=== Section Start ===

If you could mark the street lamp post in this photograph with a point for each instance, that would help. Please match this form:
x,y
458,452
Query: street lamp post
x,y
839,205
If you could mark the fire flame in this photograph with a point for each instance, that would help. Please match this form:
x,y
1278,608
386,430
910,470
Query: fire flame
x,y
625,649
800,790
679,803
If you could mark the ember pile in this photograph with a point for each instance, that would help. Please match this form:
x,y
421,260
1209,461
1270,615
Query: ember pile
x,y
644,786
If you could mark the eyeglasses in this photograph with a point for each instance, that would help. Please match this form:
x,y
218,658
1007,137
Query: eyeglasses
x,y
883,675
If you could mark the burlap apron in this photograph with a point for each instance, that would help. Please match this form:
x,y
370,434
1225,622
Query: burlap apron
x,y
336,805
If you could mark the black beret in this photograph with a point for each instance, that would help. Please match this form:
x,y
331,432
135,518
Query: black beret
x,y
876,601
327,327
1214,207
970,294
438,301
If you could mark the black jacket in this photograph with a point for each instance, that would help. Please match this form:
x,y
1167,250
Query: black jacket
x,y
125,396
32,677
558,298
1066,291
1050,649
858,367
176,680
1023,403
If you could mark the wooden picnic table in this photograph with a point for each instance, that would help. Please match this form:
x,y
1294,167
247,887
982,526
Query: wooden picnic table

=== Section End ===

→ Work required: Exactly how many lines in the listing above contain the word "table"? Only the number should be given.

→ Written response: 2